— BEGIN —
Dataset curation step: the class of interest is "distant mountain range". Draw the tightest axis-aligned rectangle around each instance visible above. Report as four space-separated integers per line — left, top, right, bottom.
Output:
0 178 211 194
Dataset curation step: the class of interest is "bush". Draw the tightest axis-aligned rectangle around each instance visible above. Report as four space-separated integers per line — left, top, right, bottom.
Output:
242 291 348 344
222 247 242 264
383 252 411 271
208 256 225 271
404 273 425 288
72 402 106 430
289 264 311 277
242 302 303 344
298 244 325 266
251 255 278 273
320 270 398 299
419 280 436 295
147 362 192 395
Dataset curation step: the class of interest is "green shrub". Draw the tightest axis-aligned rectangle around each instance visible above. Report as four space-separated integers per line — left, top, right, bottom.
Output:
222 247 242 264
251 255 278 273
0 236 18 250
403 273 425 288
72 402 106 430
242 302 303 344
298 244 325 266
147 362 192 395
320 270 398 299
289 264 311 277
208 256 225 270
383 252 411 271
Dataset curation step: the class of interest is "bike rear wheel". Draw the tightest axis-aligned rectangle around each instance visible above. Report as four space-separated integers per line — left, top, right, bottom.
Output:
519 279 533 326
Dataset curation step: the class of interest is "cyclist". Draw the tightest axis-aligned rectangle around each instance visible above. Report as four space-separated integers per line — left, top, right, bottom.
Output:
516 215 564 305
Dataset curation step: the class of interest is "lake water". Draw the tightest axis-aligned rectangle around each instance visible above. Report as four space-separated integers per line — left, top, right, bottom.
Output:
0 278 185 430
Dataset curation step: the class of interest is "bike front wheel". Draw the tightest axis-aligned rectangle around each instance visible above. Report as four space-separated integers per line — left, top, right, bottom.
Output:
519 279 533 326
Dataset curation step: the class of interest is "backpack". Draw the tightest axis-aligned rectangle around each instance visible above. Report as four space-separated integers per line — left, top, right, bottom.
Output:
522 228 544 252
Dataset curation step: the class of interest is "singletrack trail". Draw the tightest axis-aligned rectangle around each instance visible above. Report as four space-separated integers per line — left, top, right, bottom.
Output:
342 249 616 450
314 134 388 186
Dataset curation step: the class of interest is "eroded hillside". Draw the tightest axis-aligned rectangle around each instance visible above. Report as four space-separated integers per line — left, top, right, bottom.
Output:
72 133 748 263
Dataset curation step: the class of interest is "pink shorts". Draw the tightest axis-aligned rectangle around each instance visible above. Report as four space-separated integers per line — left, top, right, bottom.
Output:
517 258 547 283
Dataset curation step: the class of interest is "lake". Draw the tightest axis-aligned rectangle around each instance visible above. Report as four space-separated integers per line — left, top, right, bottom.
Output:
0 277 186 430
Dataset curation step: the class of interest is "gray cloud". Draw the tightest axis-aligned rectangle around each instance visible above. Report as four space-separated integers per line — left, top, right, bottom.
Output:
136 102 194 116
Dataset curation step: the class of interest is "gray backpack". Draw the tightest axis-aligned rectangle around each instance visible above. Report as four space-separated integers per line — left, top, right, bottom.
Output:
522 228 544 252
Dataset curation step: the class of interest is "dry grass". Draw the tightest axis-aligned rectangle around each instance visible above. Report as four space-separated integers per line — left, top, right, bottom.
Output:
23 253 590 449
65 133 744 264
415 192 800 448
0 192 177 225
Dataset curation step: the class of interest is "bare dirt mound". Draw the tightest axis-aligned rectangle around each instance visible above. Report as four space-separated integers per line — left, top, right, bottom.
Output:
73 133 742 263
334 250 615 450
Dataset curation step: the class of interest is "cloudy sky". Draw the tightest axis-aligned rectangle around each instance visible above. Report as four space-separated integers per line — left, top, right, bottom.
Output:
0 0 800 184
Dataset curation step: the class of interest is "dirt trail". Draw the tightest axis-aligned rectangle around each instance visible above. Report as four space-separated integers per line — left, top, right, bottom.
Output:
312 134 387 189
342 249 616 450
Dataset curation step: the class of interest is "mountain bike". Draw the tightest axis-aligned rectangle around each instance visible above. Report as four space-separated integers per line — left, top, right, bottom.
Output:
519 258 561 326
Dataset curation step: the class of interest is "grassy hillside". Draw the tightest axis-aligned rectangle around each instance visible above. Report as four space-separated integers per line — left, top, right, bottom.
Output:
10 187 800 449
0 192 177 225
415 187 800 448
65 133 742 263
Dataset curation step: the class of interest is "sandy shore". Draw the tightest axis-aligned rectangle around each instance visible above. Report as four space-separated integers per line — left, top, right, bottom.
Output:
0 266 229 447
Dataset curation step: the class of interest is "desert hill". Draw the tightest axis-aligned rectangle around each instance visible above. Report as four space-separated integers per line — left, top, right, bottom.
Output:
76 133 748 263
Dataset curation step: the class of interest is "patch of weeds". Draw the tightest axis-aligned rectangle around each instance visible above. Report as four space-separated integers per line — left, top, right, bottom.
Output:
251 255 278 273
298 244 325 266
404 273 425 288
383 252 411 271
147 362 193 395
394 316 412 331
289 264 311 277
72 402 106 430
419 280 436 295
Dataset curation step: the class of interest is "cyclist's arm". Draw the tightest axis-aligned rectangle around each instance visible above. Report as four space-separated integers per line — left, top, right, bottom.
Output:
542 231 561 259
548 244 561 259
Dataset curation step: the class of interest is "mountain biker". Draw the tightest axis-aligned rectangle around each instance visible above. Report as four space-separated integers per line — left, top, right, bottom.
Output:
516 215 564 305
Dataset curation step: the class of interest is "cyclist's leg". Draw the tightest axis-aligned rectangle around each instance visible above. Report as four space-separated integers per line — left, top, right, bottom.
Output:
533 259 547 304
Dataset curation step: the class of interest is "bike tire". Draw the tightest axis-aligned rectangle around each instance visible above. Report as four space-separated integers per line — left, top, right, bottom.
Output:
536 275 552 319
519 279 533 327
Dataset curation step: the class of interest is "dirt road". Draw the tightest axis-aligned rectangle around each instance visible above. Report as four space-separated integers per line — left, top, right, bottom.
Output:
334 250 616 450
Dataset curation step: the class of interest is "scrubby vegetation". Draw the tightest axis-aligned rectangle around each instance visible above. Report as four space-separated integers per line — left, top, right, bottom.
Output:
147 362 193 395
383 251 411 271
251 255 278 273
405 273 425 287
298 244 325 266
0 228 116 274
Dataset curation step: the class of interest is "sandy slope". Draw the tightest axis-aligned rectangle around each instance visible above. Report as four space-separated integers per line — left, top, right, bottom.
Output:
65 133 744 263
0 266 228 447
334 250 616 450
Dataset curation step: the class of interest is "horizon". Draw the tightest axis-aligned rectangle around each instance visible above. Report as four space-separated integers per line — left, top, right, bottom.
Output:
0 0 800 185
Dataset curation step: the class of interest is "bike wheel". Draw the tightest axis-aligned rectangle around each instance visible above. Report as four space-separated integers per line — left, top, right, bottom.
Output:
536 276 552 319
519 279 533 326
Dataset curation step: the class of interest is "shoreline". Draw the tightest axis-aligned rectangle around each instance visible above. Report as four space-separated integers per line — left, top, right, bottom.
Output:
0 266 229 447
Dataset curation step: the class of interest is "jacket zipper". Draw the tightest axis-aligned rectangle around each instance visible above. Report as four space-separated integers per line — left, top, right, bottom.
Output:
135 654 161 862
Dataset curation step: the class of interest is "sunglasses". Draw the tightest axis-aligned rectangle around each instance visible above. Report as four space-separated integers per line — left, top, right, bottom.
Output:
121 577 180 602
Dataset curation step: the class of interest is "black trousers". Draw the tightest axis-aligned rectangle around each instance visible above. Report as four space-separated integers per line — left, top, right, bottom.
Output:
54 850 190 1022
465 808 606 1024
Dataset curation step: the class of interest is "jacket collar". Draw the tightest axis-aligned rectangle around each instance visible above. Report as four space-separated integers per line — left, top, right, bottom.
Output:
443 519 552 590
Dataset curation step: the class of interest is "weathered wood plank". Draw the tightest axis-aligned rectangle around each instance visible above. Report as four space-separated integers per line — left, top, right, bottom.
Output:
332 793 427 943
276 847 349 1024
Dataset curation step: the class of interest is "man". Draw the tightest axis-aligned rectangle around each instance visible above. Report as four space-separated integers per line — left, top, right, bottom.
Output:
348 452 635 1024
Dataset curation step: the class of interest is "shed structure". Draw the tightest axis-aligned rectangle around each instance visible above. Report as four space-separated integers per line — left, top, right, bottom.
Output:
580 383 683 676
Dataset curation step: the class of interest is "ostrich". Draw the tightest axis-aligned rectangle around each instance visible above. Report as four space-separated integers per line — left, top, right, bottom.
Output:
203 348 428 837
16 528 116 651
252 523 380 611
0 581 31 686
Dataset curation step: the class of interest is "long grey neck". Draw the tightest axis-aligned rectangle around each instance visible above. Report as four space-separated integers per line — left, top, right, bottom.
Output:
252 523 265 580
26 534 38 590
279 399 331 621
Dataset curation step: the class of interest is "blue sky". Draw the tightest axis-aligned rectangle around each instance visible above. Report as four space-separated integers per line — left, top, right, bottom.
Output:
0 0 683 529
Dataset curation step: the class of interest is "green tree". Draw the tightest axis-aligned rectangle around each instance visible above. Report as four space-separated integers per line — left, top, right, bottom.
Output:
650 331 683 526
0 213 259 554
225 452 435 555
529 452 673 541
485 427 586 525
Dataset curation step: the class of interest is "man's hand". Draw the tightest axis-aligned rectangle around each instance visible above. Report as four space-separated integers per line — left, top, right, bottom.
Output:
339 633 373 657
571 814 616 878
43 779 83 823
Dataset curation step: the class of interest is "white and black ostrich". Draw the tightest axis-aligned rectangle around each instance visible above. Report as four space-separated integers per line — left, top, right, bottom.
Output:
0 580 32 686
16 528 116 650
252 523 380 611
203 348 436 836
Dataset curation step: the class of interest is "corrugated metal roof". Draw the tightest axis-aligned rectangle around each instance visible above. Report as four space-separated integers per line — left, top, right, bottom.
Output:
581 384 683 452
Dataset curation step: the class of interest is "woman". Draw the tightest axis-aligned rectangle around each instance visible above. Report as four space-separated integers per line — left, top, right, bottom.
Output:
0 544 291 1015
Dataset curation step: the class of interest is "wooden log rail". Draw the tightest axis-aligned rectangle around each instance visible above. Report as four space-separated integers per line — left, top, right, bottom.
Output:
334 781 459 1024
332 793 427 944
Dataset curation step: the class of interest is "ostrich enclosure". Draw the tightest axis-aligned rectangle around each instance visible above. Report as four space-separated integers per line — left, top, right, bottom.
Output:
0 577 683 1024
— END —
● Required work: Copy the listing word for word, from its first line through the line containing "0 178 211 194", with both of those lines included.

● Complete output:
Dataset curation step: the class of interest is "distant mountain range". Draw the tightest axis-aligned rectangle around each instance visible above. Report as four space-separated integers per line — left, top, right, bottom.
Output:
0 178 211 194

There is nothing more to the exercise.